--- MATERIAL PROVIDED ---

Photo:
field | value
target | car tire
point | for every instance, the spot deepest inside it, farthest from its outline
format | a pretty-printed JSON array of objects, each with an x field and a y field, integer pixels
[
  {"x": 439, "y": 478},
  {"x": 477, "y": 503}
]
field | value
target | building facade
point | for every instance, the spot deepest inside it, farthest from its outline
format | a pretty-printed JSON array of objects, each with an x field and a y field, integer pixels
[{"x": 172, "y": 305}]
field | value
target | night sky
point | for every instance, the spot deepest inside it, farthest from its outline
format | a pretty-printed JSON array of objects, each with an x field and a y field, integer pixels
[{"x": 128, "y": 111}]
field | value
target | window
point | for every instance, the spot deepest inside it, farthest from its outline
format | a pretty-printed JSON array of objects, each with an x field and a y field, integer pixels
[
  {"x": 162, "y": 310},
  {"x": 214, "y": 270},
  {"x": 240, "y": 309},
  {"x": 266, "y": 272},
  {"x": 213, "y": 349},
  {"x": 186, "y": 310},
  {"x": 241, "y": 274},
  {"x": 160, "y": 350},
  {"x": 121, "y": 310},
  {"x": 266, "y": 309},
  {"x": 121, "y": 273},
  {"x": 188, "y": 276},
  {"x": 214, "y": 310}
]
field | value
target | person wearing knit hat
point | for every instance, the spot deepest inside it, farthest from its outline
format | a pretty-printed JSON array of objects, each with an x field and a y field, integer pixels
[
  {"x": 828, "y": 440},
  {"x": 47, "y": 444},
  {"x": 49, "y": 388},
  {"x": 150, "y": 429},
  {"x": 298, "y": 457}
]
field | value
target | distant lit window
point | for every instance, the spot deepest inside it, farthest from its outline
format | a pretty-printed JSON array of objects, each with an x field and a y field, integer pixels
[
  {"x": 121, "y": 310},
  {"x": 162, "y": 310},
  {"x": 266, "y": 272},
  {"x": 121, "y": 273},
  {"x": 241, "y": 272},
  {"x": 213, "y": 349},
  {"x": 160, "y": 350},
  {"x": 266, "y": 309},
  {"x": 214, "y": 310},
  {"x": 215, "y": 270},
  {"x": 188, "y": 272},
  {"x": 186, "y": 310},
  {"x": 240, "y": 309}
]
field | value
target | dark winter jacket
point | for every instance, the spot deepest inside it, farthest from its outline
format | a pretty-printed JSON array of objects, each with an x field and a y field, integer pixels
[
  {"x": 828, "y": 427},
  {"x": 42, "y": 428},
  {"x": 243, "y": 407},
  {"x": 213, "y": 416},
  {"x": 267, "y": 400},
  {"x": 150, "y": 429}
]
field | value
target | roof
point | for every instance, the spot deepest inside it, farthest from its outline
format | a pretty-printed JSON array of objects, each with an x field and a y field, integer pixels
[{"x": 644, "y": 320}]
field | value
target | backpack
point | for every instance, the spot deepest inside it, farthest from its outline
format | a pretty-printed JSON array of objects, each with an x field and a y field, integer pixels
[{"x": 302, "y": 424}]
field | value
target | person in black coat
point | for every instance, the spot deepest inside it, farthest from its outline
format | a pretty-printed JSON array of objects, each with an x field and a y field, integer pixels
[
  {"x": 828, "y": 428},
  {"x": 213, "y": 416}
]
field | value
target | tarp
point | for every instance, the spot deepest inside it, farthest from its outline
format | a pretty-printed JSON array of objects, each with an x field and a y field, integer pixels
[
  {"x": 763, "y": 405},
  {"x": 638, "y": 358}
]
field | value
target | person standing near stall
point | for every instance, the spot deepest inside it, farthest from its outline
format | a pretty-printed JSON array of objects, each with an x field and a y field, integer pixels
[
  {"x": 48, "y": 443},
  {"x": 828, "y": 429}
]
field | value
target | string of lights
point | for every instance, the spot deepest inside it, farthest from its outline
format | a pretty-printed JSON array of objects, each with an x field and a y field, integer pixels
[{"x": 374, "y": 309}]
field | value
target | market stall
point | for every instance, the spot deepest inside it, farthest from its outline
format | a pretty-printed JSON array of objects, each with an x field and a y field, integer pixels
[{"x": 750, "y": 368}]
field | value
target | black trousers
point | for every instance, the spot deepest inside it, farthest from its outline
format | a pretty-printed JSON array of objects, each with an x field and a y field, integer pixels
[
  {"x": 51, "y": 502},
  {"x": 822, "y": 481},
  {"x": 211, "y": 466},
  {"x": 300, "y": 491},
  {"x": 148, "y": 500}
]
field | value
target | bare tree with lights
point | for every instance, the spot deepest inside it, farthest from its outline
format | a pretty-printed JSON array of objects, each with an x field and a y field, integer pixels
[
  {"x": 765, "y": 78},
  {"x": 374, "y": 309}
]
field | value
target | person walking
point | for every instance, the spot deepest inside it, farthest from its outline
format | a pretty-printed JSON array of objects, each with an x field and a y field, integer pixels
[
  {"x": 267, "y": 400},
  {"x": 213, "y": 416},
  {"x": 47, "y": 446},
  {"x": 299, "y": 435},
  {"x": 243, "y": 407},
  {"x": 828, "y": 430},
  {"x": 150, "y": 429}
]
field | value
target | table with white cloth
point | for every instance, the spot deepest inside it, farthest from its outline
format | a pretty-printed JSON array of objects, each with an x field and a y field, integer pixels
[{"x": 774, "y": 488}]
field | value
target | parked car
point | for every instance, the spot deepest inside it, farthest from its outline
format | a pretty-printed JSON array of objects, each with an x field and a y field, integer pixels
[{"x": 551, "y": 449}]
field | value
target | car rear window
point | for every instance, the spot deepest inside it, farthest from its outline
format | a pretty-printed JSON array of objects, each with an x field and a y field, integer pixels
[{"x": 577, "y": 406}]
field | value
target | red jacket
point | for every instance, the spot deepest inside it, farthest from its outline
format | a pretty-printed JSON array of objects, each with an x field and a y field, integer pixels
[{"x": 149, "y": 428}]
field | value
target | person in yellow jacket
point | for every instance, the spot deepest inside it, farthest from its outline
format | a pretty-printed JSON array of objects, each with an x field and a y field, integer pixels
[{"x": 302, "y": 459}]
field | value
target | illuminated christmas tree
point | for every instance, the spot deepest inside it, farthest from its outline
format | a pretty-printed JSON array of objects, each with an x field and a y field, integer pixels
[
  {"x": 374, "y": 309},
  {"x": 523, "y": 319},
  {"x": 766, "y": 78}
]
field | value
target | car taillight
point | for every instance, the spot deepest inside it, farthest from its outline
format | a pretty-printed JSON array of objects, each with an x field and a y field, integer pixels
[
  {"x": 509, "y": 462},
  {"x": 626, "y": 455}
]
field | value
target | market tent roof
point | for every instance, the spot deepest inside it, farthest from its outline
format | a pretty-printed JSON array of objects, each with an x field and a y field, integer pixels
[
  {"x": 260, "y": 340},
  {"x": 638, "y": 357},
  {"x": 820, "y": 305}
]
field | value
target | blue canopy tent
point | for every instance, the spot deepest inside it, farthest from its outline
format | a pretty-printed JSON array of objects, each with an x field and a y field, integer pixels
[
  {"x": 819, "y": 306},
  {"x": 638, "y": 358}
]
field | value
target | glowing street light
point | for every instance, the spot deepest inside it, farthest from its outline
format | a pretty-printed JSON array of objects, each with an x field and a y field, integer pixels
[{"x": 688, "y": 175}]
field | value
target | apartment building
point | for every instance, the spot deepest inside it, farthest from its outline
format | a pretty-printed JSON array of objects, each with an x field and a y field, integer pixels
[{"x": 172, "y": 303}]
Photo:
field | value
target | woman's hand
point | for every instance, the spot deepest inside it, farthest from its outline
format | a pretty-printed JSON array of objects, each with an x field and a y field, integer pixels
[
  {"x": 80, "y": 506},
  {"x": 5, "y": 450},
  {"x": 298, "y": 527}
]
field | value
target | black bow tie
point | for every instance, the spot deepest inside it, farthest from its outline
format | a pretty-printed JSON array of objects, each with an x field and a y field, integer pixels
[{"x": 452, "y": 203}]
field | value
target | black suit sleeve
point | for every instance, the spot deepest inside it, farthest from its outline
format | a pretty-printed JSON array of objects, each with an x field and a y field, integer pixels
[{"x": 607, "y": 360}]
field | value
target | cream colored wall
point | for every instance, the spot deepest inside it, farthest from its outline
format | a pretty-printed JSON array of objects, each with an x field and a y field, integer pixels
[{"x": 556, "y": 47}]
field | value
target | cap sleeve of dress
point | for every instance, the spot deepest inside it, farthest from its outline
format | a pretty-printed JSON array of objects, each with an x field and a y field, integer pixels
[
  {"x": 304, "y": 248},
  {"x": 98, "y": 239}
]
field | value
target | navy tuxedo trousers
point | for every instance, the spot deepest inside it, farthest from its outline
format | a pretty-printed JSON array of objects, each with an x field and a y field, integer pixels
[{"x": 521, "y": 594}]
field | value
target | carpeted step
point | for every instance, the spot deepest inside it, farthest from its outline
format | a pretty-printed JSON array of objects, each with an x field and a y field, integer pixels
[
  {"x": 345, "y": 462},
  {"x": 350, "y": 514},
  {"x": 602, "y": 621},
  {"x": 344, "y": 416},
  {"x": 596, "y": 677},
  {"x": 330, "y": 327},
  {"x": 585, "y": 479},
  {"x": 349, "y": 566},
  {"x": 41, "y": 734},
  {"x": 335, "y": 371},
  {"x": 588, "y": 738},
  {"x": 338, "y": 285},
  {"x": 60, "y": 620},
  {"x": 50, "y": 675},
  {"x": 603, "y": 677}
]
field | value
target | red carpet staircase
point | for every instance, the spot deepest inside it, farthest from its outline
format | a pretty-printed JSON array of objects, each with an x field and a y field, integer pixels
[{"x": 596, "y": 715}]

---

(WHAT TO WORK ON)
Return every line of the data above that contains the string "window", treating uppercase and lowercase as different.

(EXPECTED ANSWER)
target | window
target | distant lit window
target | car rear window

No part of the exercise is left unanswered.